▶ [Your instructions]: From the line containing "Thank you for the photo. Could you please annotate the glass" down to the last line of the records below, copy every line exactly. Leave out everything before it.

[Lines of data]
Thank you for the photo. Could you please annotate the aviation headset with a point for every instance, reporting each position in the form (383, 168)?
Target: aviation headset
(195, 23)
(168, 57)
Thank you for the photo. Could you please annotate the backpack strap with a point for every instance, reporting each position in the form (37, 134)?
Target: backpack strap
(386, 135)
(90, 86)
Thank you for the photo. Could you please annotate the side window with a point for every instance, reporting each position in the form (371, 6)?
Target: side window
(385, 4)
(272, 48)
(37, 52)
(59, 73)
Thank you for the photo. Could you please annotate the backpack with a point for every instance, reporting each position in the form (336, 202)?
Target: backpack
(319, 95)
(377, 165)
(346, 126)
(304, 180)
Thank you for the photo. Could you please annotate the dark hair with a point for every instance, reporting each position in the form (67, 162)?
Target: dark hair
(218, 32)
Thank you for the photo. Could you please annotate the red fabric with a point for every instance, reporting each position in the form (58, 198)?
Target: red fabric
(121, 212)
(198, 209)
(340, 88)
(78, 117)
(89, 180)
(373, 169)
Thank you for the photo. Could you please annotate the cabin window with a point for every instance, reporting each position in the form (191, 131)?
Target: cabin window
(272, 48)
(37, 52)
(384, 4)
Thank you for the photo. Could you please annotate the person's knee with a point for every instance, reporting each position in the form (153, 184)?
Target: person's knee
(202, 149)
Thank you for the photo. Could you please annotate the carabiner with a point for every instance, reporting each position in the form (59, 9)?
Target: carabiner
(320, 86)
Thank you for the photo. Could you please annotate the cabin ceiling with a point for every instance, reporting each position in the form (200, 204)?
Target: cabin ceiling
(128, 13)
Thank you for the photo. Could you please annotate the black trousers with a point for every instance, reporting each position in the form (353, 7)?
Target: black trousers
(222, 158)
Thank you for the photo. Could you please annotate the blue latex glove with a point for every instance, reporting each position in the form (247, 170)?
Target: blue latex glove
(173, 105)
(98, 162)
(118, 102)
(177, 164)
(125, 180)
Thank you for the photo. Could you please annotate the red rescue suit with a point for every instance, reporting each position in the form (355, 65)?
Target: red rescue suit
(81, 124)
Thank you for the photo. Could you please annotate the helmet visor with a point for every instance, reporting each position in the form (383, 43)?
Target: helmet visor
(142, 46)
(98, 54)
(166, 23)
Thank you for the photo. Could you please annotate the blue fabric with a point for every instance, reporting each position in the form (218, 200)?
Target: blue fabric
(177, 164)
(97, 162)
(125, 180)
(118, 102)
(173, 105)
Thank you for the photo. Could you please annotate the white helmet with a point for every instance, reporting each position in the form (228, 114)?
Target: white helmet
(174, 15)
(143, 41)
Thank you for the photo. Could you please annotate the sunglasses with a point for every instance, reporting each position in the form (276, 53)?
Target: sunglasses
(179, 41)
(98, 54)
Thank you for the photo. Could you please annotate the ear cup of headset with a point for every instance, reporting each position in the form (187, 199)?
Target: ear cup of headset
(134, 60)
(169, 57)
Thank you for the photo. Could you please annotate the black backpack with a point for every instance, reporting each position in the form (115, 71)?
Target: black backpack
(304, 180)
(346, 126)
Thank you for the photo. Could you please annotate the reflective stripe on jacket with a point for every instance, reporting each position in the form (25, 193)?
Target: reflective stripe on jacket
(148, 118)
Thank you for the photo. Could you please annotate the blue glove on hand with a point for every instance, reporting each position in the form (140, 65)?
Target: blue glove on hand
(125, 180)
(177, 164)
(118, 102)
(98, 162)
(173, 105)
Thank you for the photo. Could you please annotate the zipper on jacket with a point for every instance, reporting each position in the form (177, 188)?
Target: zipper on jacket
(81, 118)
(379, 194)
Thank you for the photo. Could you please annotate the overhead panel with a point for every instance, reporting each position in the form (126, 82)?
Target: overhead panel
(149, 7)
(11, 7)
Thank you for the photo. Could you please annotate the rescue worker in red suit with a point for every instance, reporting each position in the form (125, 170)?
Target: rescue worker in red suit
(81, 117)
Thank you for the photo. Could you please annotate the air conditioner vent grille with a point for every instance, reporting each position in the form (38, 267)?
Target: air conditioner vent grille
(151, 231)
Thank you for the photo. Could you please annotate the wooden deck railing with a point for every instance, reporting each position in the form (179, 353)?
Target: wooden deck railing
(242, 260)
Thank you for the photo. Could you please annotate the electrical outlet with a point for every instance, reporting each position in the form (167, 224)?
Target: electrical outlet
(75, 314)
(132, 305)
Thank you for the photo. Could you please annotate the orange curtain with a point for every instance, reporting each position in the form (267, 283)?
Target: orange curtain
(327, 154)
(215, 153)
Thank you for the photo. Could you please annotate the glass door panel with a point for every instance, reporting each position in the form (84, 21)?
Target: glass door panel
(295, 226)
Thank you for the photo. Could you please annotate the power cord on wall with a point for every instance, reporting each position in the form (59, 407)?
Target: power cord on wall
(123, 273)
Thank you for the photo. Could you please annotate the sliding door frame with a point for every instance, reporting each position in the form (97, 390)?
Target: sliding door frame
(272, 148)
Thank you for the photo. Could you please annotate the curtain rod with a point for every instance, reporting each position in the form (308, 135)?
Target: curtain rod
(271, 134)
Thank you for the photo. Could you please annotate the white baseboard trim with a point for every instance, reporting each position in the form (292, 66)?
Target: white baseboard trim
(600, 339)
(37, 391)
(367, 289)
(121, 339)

▶ [Answer for this exercise]:
Thank you for the photo. Could you please annotate the glass door panel with a point for every instance, reporting each position in the form (84, 21)?
Target: glass door panel
(295, 226)
Thank you for the photo. Could you please annotate the power cord on wall with a point for every instance, reporting each position in the form (59, 407)?
Target: power cord on wall
(123, 273)
Thank you for the photo. Could you please annotate the sliding door frame with a point for every instance, reporting each position in the form (97, 390)?
Target: sliding door frame
(272, 148)
Thank you for the photo. Could you please annotate the curtain rod with a point for every instance, reporting each position in the form (308, 135)?
Target: curtain rod
(271, 134)
Thank you for the photo. Could you please annotate the white baseboard trim with a point for every instance, reporting each position in the form (292, 66)?
Target: white baseboard trim
(600, 339)
(37, 391)
(367, 289)
(121, 339)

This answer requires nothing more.